_QUOTED TEXT_
A+ Pollux is a 2002 film by Luc Pagès adapted from a novel by Philippe Jaenada, Le Chameau sauvage.

Synopsis
It is a story of love over the most banal situations between Halvard (Gad Elmaleh) and Pollux (Cécile de France). Halvard is completely in love with the beautiful Pollux. She is the woman of his life. Even when she disappears, Halvard doesn't get the idea of standing shoulder to shoulder out of his head. But the disappearance creates problems of its own.

_RECORDED INFORMATION_
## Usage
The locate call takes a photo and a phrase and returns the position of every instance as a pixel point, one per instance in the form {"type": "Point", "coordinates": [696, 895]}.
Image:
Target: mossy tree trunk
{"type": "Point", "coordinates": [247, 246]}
* * *
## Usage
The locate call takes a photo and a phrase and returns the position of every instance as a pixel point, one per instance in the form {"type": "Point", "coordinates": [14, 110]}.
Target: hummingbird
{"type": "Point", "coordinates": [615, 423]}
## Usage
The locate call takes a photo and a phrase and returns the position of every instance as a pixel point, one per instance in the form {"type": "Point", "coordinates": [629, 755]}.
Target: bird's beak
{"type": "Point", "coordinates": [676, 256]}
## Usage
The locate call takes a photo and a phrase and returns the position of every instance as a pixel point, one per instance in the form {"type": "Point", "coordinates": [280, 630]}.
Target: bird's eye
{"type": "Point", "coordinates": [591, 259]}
---
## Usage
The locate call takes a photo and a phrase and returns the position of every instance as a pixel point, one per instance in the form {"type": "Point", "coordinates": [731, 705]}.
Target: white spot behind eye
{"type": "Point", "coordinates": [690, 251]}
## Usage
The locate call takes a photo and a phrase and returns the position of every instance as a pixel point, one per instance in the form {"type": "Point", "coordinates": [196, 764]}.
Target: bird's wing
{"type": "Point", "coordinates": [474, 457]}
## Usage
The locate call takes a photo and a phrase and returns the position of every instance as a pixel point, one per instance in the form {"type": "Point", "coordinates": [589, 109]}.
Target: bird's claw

_EXERCISE TASK 1_
In the film summary, switch "Halvard" to "Henri" everywhere from "A+ Pollux is" down to "of its own.", and write out that stretch.
_EXERCISE TASK 2_
Answer from the film summary:
(a) Who directed the film, and in what year was it released?
(b) Which actor plays Halvard?
(c) What is the title of the novel the film is adapted from?
Please work only from the film summary.

_FULL RESPONSE 1_
A+ Pollux is a 2002 film by Luc Pagès adapted from a novel by Philippe Jaenada, Le Chameau sauvage.

Synopsis
It is a story of love over the most banal situations between Henri (Gad Elmaleh) and Pollux (Cécile de France). Henri is completely in love with the beautiful Pollux. She is the woman of his life. Even when she disappears, Henri doesn't get the idea of standing shoulder to shoulder out of his head. But the disappearance creates problems of its own.

_FULL RESPONSE 2_
(a) Luc Pagès; 2002.
(b) Gad Elmaleh.
(c) Le Chameau sauvage.